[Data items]
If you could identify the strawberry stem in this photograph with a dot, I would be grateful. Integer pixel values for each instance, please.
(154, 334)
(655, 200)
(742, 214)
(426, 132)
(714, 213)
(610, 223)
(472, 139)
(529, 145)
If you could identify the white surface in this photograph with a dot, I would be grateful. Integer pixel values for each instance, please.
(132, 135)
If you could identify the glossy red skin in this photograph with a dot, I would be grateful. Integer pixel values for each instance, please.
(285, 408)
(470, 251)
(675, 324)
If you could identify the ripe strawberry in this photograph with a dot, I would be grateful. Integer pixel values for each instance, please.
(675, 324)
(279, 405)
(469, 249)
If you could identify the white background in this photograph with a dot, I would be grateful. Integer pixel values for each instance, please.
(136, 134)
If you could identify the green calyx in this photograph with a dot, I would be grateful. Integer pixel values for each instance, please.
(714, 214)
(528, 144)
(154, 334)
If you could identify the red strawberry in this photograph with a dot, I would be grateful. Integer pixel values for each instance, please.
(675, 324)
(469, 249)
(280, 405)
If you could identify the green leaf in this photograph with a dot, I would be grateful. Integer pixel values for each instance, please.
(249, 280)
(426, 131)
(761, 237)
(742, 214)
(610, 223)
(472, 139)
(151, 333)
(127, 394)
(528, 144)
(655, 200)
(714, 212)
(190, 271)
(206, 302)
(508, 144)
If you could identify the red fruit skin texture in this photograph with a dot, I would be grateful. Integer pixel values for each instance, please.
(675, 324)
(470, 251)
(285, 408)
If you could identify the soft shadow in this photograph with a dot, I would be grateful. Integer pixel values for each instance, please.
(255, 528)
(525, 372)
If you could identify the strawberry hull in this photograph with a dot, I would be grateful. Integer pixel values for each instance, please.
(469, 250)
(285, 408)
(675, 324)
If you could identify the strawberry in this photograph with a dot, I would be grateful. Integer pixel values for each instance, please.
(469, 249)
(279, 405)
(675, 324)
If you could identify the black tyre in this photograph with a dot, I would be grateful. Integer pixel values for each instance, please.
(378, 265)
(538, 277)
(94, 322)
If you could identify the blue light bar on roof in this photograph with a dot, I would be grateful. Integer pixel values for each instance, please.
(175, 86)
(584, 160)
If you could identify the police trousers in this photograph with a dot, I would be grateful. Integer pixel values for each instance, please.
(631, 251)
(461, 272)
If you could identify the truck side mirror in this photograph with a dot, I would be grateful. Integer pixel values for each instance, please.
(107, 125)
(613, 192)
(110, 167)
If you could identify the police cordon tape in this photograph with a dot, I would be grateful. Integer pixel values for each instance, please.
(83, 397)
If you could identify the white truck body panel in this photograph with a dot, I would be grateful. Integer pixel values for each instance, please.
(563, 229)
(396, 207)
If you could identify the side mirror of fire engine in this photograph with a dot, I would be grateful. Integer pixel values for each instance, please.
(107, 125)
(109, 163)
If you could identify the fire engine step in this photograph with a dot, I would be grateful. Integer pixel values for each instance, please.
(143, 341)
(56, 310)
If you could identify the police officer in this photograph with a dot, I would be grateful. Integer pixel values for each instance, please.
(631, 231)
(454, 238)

■ DESCRIPTION OF THE TASK:
For every entry above, write out an exact copy.

■ SOLUTION FOR THIS TASK:
If you could identify the strawberry stem in this photograph with a dot, I would be grateful. Integer pixel values for each instance, please.
(154, 334)
(655, 200)
(742, 214)
(426, 132)
(714, 213)
(610, 223)
(472, 139)
(529, 145)
If you could identify the white surface in this photograph with a dot, I would be grateful. Integer pixel values for each instance, please.
(132, 135)
If you could identify the glossy red skin in this photograph with a dot, I would be grateful. Integer pixel values for each instance, please.
(285, 408)
(470, 251)
(675, 324)
If you could identify the ripe strawberry in this photograph with a dot, I would be grateful. Integer pixel values for each instance, please.
(675, 324)
(279, 405)
(469, 249)
If you could identify the white background in this photograph with a dot, I would be grateful. Integer pixel values for each instance, please.
(136, 134)
If you could identify the green calyx in this photograph with a dot, I would be grateful. Integer pixel values for each instance, please.
(714, 214)
(528, 144)
(154, 334)
If you could identify the red strawberry in this photograph with a dot, I would be grateful. Integer pixel values for each instance, please.
(675, 324)
(469, 249)
(280, 405)
If you could identify the green leaf in this photograph with a dot, I would be grateful. Integer pixel values for each instance, please.
(249, 280)
(426, 131)
(761, 237)
(742, 214)
(610, 223)
(472, 139)
(151, 333)
(127, 394)
(528, 144)
(655, 200)
(714, 212)
(190, 271)
(206, 302)
(508, 144)
If you could identify the red fruit skin texture in this photograph with a dot, I would be grateful. Integer pixel values for each instance, please.
(675, 324)
(470, 251)
(285, 408)
If you could identify the soft shadow in this photograph with a dot, I would be grateful. Integer pixel values for each instance, please.
(255, 528)
(525, 372)
If you could identify the strawberry hull in this photograph with a dot, I would be grateful. Integer pixel values for each instance, please.
(469, 250)
(285, 408)
(675, 324)
If you could identify the strawberry in this photograph with a dot, I would be grateful. Integer pixel values for each instance, please.
(469, 249)
(279, 405)
(675, 324)
If you could identify the black tyre in this photograph with a dot, I would be grateful. Integer pixel values for each instance, please.
(378, 265)
(538, 277)
(94, 322)
If you could identify the blue light bar on roof in this photograph with a dot, I would be grateful. Integer pixel values for each instance, please.
(175, 86)
(584, 160)
If you could identify the police trousers in this photograph with a dot, I would be grateful. Integer pixel values for each instance, please.
(631, 251)
(461, 272)
If you could identify the truck side mirror in this photograph with a dot, I would be grateful. Integer pixel values for each instance, please.
(107, 125)
(613, 192)
(110, 167)
If you could identify the police cordon tape in this photograph with a dot, I would be grateful. Integer pixel values for each instance, please.
(83, 397)
If you could identify the white truck body panel in this photograph with a dot, I would be grateful. Integer pixel values for each instance, please.
(563, 229)
(396, 207)
If you could identify the side mirror of fire engine in this photograph with a dot, I would be grateful. Integer pixel values for each instance, please.
(107, 125)
(109, 163)
If you could identify the fire engine step in this photograph with a dot, I would be grateful. Integer pixel values for each instance, please.
(143, 341)
(56, 310)
If you could identify the police officer in this photograph with a dot, I would be grateful. Integer pixel values for each instance, please.
(631, 231)
(454, 238)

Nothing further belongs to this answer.